本文
####

マタギの館 第二話『ブレーカー』
キイィィ~
皆さま
マタギの館へ
必ずまたお越しくださると思い
こうして
お待ちしておりました…|_-)))
さぁ…
更に暗くなっております
足元にお気をつけて
お入りください…|_-)))
しばしば起こるのが
演劇、舞台での不思議な現象…
日常とはかけ離れた
華やかな世界
夢の様な世界に憧れて観にやってくるのは
人間だけではない様でございます…|_-)))
第二話
『ブレーカー』
高校生の頃の話です。
私の高校では二年生からコース制を取り入れた学校でした。
私は、面白そうだったので演劇コースを専攻していました。
そのコースは他とは違い、特別にとある劇団の俳優さん達が先生としてお越しくださり、舞台に関する様々な事や、表現の仕方を楽しく教えてくださいます。
その授業を受けて一年も経てば、他のクラスの生徒よりすっかり度胸のついた者ばかりになってる程でした。
そして二年間の学びの集大成に
ひとつ劇を発表する事になり、三年生の二学期からは放課後になると劇の準備で大忙し。
それも本格的なものなので、先生達の所属する劇団員さん達の力も借りることになりました。
そして公開される日が近づいてきた、ある日の放課後の事…
その日はほぼゲネプロに近い通し稽古をしていました。
時間は19時をまわったとこだったでしょうか…
寒い時期でしたので外はもう真っ暗。
舞台のある部屋では数多くの照明器具を使い、明るくされていました。
シーンはラストの場面。
出演者が全員舞台に上がっていた時で、私も舞台の上にいました。
一人一人の立ち位置の確認をしている時、それは突然起きました。
バンッ!!
そうブレーカーが落ちたのです。辺りは一気に真っ暗闇、辺りではキャッ!悲鳴の様な声
「ブレーカーや、ブレーカー!」

####

課題内容
高校の演劇稽古中に起きた怪談の本文を、最後の台詞の後から書き継ぎなさい。 資料はこの作業では一切用いない。

####

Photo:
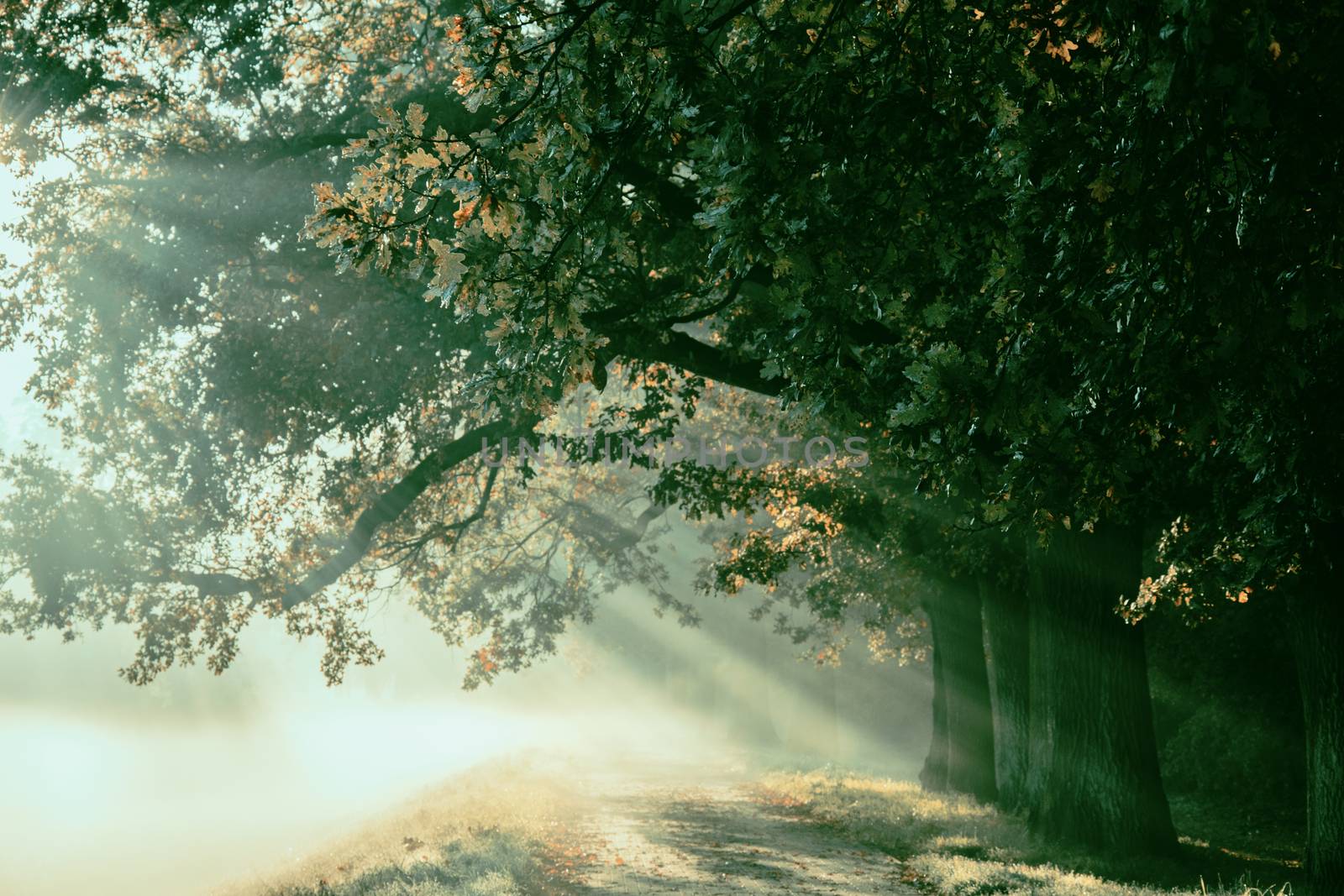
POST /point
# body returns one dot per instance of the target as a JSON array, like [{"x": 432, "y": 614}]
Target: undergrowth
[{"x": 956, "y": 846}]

####

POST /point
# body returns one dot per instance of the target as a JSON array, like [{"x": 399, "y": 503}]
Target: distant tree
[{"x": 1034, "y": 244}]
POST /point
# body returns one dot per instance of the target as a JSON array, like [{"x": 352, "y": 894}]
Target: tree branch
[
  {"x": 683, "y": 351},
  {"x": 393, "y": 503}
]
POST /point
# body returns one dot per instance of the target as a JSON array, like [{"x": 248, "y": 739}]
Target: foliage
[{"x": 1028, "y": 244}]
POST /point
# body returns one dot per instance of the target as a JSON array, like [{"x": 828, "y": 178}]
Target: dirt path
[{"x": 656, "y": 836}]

####

解答
の先生達の声が聞こえました。
舞台の上はざわつきます。
すると、
ポッ… ポッ…と
辺りでひとつ、又ひとつと
鈍い明かりが
灯りはじめるではありませんか!?
ふふ、驚かせてすみません。
実はそれはポケットベルの明かり…
その頃はポケットベルの全盛期。
生徒のほとんどが持っていた為、皆ポケットから出しては『自分はここにいるよ』の合図でポケットベルの明かりを灯します。
最初こそ驚いたものの、そこは高校生。すぐに落ち着きを取り戻し皆、この非常事態になんだか楽しそうです。
辺りはまるで蛍の様…
そうしている間に、ブレーカーはすぐに上げられ、すぐに電気は復旧しました。
と…
あっ!!
皆が舞台、かみての方へ目をやっている…
更にまたざわつく…
そこには、クラスで一番背の高いKくんが倒れている姿が!?
その時には意識が戻っていましたが、彼は停電の中で意識を失い、そしてその前後の記憶はわからないと話していました。
それから数日後
演劇は大成功を納めました。
そしていつもの高校生活が戻り、私達は無事に卒業していきました。
ただひとつ、違う事といえば…
停電のあの日からKくんの様子がおかしかったという事です。彼は努めて普段通りに振る舞っていたそうですが
“自分が自分で
ない様な気がする…”
と、仲の良い男子生徒に話していたと言う事です。
如何でしたでしょう…|_-)))
あの暗闇の中で、Kくんの身体に一体どんな異変が起こったのか…疲れ…
それもあったでしょう
そして
もうひとつ
憑かれ…
それもないとは
言いきれないのではないでしょうか…
では
次回もマタギの館で
お会いしましょう…|_-)))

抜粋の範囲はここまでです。